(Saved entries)
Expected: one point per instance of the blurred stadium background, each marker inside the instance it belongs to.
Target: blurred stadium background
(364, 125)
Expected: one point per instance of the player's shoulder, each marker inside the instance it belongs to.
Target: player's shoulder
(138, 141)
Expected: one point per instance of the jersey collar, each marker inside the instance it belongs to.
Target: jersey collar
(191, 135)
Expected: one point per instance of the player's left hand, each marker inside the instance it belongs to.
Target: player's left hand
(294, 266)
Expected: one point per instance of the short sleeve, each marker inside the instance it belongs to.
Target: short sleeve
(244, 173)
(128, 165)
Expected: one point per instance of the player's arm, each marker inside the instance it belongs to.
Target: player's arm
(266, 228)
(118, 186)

## [Short task]
Print every line of the listing above, reproducing each one word for word.

## [Response below]
Expected: one point per instance of the blurred stadium background, each marker inside the instance it belongs to.
Target: blurred stadium background
(364, 125)
Expected: one point per instance of the player's shoulder, each marker inside the instance it belongs to.
Target: player's shoulder
(138, 141)
Expected: one point per instance of the jersey collar, each marker inside the instance it belongs to.
Target: jersey collar
(191, 135)
Expected: one point per instance of the player's left hand, each marker inside the instance it belongs to.
Target: player's left hand
(294, 266)
Expected: one point per instance of the short sleeve, each marker inside the instance it belongs to.
Target: short sleeve
(244, 173)
(128, 165)
Expected: one point per instance of the player's arm, each marker inside the instance it belongs to.
Target: player's arm
(266, 228)
(118, 186)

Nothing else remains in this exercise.